■ Data to process:
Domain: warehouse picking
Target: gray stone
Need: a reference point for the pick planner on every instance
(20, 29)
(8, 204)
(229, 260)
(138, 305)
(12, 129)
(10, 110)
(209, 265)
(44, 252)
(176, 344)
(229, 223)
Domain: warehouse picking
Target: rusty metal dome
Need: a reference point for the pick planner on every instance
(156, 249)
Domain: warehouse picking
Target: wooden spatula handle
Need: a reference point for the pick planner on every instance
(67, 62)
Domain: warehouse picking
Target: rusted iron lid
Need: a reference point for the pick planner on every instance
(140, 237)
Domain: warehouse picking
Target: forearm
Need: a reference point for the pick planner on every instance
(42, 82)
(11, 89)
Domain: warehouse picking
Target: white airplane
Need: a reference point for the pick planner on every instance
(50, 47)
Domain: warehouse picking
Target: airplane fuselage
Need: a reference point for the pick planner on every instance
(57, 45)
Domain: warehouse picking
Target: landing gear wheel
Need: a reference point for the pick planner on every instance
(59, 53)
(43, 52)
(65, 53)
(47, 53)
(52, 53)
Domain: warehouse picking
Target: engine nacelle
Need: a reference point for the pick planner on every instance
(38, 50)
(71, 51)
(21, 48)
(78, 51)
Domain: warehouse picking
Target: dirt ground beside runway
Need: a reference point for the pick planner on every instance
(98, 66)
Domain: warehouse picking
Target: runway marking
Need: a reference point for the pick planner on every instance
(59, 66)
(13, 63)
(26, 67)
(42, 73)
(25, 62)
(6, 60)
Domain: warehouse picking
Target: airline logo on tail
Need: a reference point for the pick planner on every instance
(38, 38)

■ Your objective:
Copy all the entries verbatim.

■ In response:
Domain: warehouse picking
Target: gray stone
Need: a reference point for the pick planner on every instance
(20, 29)
(8, 204)
(229, 260)
(138, 305)
(12, 129)
(10, 110)
(209, 265)
(44, 252)
(176, 344)
(229, 223)
Domain: warehouse picking
Target: rusty metal dome
Need: a reference point for the pick planner on every instance
(156, 249)
Domain: warehouse picking
Target: wooden spatula handle
Need: a reference point for the pick planner on every instance
(67, 62)
Domain: warehouse picking
Target: rusted iron lid
Need: a reference point for the pick planner on every instance
(140, 237)
Domain: warehouse picking
Target: forearm
Need: a reference point for the pick planner on every instance
(42, 82)
(11, 89)
Domain: warehouse picking
Target: white airplane
Need: a reference point for the pick planner on every instance
(50, 47)
Domain: warehouse picking
Target: airplane fuselage
Need: a reference point for the pick planner on every instance
(57, 45)
Domain: warehouse picking
Target: landing gear wheel
Need: a reference point for the pick planner on every instance
(59, 53)
(43, 52)
(65, 53)
(47, 53)
(52, 53)
Domain: warehouse picking
Target: engine nacelle
Need: a reference point for the pick planner on every instance
(38, 50)
(71, 51)
(21, 48)
(78, 51)
Domain: warehouse picking
Target: dirt ground beside runway
Need: a reference point for the pick planner on every instance
(98, 66)
Domain: warehouse picking
Target: runway marking
Need: a reference point for the pick planner on every instance
(59, 66)
(13, 63)
(26, 67)
(42, 73)
(25, 62)
(6, 60)
Domain: warehouse picking
Target: airline logo on tail
Need: a reference point for the pick planner on every instance
(38, 38)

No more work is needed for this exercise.